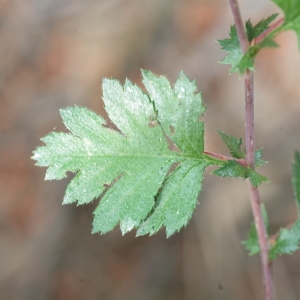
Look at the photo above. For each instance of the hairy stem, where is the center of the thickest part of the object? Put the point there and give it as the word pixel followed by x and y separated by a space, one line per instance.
pixel 250 159
pixel 272 27
pixel 225 158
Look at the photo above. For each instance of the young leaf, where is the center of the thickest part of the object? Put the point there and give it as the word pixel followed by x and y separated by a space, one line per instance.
pixel 252 243
pixel 287 241
pixel 143 183
pixel 233 144
pixel 296 180
pixel 259 28
pixel 235 53
pixel 291 9
pixel 233 169
pixel 241 62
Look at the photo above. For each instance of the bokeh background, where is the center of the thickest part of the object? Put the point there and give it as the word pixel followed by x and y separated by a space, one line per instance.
pixel 54 54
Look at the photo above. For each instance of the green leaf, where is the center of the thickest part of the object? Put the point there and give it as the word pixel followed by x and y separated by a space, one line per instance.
pixel 232 46
pixel 287 241
pixel 259 28
pixel 296 180
pixel 241 62
pixel 234 169
pixel 233 144
pixel 149 171
pixel 291 9
pixel 252 243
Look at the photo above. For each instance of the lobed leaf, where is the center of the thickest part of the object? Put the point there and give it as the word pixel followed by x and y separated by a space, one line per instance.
pixel 240 61
pixel 233 169
pixel 291 9
pixel 149 171
pixel 233 144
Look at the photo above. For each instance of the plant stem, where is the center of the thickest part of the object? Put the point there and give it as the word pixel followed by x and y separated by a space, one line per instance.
pixel 272 27
pixel 225 158
pixel 250 159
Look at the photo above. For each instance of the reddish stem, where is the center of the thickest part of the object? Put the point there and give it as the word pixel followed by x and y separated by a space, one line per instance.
pixel 225 158
pixel 272 27
pixel 250 159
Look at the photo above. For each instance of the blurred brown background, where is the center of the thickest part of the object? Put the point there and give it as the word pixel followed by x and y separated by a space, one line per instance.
pixel 53 54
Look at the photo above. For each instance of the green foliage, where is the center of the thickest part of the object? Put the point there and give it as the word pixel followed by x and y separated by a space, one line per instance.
pixel 234 169
pixel 150 185
pixel 233 144
pixel 291 9
pixel 241 62
pixel 287 241
pixel 259 28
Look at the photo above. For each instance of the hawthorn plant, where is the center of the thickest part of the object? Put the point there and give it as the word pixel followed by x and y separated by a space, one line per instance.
pixel 148 172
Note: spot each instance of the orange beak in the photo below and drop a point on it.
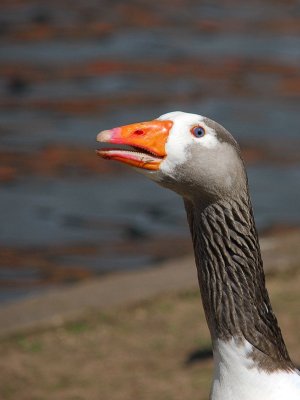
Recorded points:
(147, 142)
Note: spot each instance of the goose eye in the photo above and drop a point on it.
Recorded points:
(198, 131)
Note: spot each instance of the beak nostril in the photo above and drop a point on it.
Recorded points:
(138, 132)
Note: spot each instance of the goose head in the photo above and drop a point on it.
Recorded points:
(187, 153)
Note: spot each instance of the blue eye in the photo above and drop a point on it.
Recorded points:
(198, 131)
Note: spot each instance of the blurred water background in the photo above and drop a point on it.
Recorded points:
(71, 68)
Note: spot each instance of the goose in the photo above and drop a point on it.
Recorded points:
(201, 161)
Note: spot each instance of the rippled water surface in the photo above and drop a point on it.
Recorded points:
(67, 72)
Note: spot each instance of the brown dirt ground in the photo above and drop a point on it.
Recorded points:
(138, 352)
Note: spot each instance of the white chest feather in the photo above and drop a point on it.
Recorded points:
(237, 378)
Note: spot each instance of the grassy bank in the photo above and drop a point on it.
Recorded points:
(159, 349)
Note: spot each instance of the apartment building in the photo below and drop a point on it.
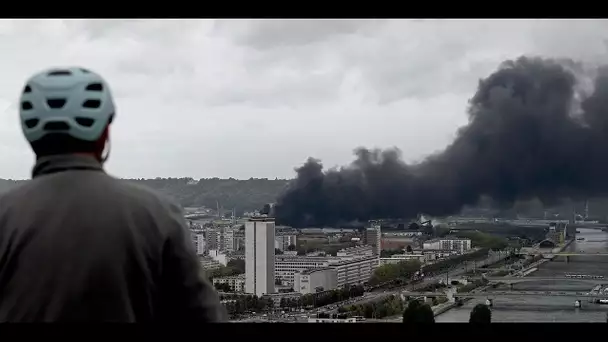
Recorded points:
(351, 270)
(283, 239)
(354, 271)
(356, 251)
(236, 283)
(259, 256)
(373, 237)
(198, 240)
(286, 266)
(315, 280)
(451, 244)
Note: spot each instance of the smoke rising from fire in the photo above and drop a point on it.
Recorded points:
(537, 128)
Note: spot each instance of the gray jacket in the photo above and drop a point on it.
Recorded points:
(79, 245)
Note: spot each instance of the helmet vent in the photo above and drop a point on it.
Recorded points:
(60, 73)
(56, 103)
(26, 105)
(31, 123)
(95, 87)
(87, 122)
(56, 126)
(91, 104)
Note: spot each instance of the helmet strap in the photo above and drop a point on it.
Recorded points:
(107, 150)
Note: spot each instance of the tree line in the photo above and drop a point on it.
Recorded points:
(237, 305)
(316, 300)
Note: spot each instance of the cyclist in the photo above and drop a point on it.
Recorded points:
(79, 245)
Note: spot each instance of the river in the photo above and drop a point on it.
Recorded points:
(550, 309)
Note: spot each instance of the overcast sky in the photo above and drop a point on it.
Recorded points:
(255, 98)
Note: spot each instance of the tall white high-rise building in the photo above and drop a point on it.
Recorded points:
(373, 237)
(259, 255)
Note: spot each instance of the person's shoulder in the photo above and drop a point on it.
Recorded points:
(17, 190)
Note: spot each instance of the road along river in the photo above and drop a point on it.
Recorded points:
(551, 309)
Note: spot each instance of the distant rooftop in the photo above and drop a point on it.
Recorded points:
(313, 270)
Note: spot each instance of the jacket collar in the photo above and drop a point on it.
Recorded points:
(65, 162)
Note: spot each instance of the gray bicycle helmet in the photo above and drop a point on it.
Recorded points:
(73, 101)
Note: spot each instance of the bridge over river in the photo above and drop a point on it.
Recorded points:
(515, 280)
(499, 294)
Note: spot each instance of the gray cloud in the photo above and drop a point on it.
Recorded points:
(201, 97)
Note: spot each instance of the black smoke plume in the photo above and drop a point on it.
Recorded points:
(537, 128)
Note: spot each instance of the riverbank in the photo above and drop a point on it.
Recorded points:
(440, 309)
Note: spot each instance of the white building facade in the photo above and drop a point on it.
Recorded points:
(236, 283)
(259, 256)
(455, 244)
(373, 237)
(357, 270)
(283, 240)
(286, 266)
(315, 280)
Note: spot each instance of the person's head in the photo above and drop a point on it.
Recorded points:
(66, 111)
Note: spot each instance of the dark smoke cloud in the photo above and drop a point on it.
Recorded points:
(537, 128)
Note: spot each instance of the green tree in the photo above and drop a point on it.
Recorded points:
(481, 314)
(418, 313)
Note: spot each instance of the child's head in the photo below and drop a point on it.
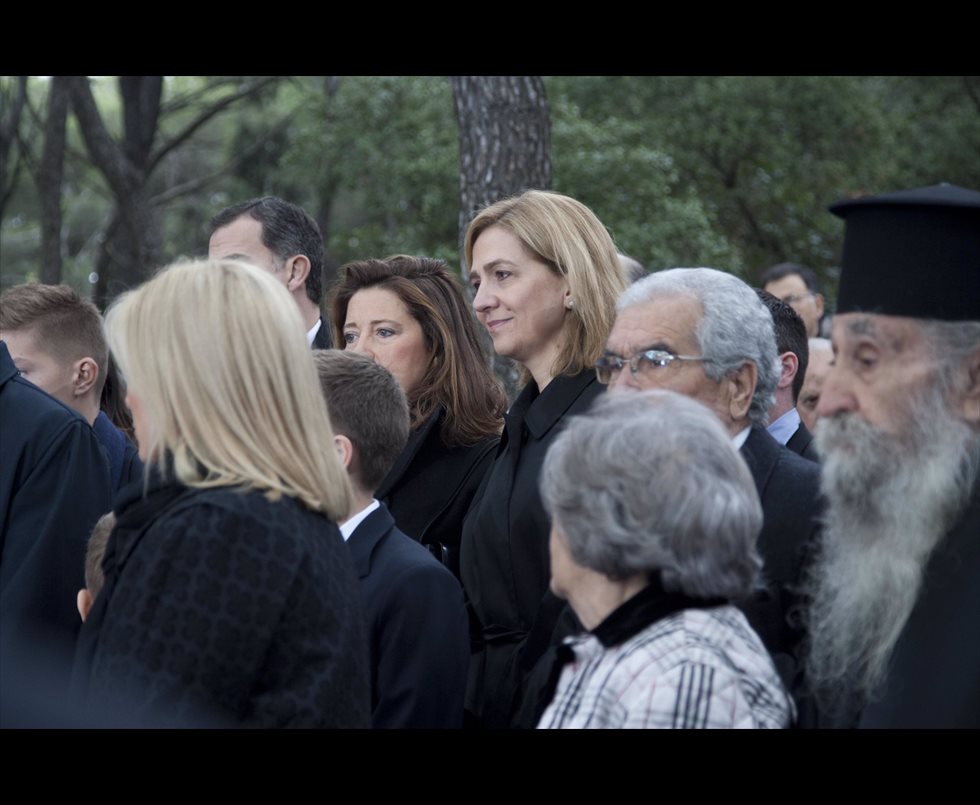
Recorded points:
(93, 563)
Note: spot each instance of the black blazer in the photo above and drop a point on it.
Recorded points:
(417, 628)
(801, 443)
(430, 487)
(789, 490)
(505, 564)
(54, 485)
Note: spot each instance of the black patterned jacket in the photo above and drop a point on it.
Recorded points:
(223, 608)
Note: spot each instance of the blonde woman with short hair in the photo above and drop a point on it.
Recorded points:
(546, 277)
(229, 598)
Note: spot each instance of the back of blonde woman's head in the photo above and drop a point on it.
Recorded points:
(216, 352)
(567, 236)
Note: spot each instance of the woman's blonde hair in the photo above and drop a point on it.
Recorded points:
(566, 235)
(216, 352)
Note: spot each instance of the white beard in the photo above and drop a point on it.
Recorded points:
(891, 499)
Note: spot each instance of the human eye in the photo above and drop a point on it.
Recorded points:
(654, 357)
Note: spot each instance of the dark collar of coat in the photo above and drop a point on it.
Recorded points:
(366, 538)
(761, 453)
(648, 606)
(7, 369)
(541, 410)
(408, 453)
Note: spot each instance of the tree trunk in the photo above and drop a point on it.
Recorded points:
(504, 149)
(132, 248)
(504, 140)
(9, 126)
(49, 180)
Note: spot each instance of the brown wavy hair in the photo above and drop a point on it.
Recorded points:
(458, 376)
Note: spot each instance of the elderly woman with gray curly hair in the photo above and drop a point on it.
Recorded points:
(655, 518)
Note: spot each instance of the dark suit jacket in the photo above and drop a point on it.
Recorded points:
(789, 490)
(505, 564)
(430, 488)
(801, 443)
(934, 673)
(54, 485)
(322, 339)
(418, 632)
(221, 607)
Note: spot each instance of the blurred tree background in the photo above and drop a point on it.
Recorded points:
(103, 180)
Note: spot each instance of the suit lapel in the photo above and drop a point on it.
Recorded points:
(366, 537)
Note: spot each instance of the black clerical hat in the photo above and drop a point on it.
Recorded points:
(913, 253)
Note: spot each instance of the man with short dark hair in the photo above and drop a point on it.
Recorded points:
(796, 285)
(417, 622)
(895, 615)
(284, 240)
(785, 425)
(56, 340)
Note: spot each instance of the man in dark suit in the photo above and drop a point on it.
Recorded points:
(419, 634)
(785, 425)
(283, 239)
(54, 485)
(895, 603)
(706, 334)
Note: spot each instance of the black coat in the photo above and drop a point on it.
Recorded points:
(934, 673)
(430, 488)
(222, 607)
(801, 443)
(789, 490)
(505, 564)
(417, 628)
(54, 485)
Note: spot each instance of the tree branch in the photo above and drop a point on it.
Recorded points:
(203, 118)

**REQUIREMENT**.
Output every line of the rows, starting at the line containing "Note: spot each instance of the tree branch" and ending at the last line of the rows, as a numbered list with blank lines omitted.

**RESPONSE TO THE TASK**.
1. Note: spot each instance of the tree branch in the photo above and drop a point on it.
2. Recorded points:
3. (203, 118)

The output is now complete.